┌─ Excerpted passage
2. Investable infrastructure

From here we will look at funding – with the clear link that greater digitalisation creates ‘smarter’ infrastructure. For example, it enables real-life performance monitoring and reporting on environmental, social and governance (ESG) performance, which is now of increasing importance to private capital investors.

ESG data can be used as a risk management tool to mitigate reputational and asset-value risks.

The virtue of infrastructure investment lies in its scale and long-term returns, but that story doesn’t always fit with the short-term requirements of today’s politics or markets.

Cutting through these requirements comes down to introducing creative new government policy and regulation, as well as providing financial support to attract and compete for private capital – as we are seeing in examples from the US and Europe in particular. 

We must also explore the optimal balance between public and private sources of finance. At the forefront of policymakers’ minds, and how we plan major programmes, remains the balance between management of demand uncertainty and revenue security, and meeting the healthy risk-appetite needed by investors to attract interest for new technologies.

Through the theme of ‘investable infrastructure’ we will explore different models adopted across the world and the innovation they bring in the way we search for funding and financing sources.

3. Lasting legacy

In our third theme we will examine the rebalancing relationship between infrastructure programmes and the societies they serve. Globally we have seen a shift in both the private and public sectors towards an emphasis on legacy and wider, positive social outcomes.
└─
┌─ Material provided
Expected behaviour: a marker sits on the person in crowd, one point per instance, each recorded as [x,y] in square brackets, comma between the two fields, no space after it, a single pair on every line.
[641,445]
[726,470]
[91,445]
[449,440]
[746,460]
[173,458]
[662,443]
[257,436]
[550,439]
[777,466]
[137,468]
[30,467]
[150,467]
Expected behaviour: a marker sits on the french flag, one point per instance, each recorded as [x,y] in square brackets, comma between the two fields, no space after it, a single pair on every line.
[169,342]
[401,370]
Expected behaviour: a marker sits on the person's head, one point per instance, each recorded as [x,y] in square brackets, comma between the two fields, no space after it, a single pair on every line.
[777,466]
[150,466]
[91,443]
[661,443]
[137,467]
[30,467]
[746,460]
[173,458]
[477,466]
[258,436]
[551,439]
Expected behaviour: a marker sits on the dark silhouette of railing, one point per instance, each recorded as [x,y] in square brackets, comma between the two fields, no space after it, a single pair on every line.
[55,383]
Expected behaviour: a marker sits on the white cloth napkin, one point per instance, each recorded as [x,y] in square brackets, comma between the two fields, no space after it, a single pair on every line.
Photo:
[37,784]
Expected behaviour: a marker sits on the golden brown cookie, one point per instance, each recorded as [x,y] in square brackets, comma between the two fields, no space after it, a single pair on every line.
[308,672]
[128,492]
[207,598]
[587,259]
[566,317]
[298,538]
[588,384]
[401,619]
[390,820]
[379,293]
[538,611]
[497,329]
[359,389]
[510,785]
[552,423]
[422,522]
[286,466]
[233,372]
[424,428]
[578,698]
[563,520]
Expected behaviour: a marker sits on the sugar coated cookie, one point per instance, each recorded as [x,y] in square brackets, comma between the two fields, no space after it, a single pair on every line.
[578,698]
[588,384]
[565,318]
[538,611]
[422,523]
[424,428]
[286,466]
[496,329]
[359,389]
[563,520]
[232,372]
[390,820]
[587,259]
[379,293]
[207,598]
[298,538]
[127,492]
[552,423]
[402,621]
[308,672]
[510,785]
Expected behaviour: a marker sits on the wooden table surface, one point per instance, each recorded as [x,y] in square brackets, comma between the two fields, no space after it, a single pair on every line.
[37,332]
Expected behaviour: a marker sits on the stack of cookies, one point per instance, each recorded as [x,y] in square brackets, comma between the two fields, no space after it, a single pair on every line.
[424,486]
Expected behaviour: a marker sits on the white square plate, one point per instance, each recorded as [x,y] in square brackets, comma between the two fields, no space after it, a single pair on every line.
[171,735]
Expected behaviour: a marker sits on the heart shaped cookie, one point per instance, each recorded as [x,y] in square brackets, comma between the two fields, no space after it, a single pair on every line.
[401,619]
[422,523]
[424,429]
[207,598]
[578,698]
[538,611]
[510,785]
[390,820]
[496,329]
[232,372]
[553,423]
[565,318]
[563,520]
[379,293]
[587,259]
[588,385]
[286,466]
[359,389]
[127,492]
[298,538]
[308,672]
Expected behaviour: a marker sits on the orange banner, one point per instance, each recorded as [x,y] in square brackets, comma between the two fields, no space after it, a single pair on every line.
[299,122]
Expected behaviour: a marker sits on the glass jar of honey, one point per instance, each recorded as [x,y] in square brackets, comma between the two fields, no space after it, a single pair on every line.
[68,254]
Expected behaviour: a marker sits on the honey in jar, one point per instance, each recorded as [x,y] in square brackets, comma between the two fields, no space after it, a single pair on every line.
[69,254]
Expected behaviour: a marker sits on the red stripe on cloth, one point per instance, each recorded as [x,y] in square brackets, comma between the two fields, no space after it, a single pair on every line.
└─
### Tasks to carry out
#1 Translate this sentence from the infrastructure passage into Spanish: "ESG data can be used as a risk management tool to mitigate reputational and asset-value risks."
#2 Repeat the part of the infrastructure passage that starts at the words "Through the theme" and stops after the words "and financing sources.".
Rely only on the infrastructure passage and not on the data.

### Answers for the tasks
#1 Los datos ESG pueden utilizarse como herramienta de gestión de riesgos para mitigar los riesgos reputacionales y los riesgos para el valor de los activos.

#2
Through the theme of ‘investable infrastructure’ we will explore different models adopted across the world and the innovation they bring in the way we search for funding and financing sources.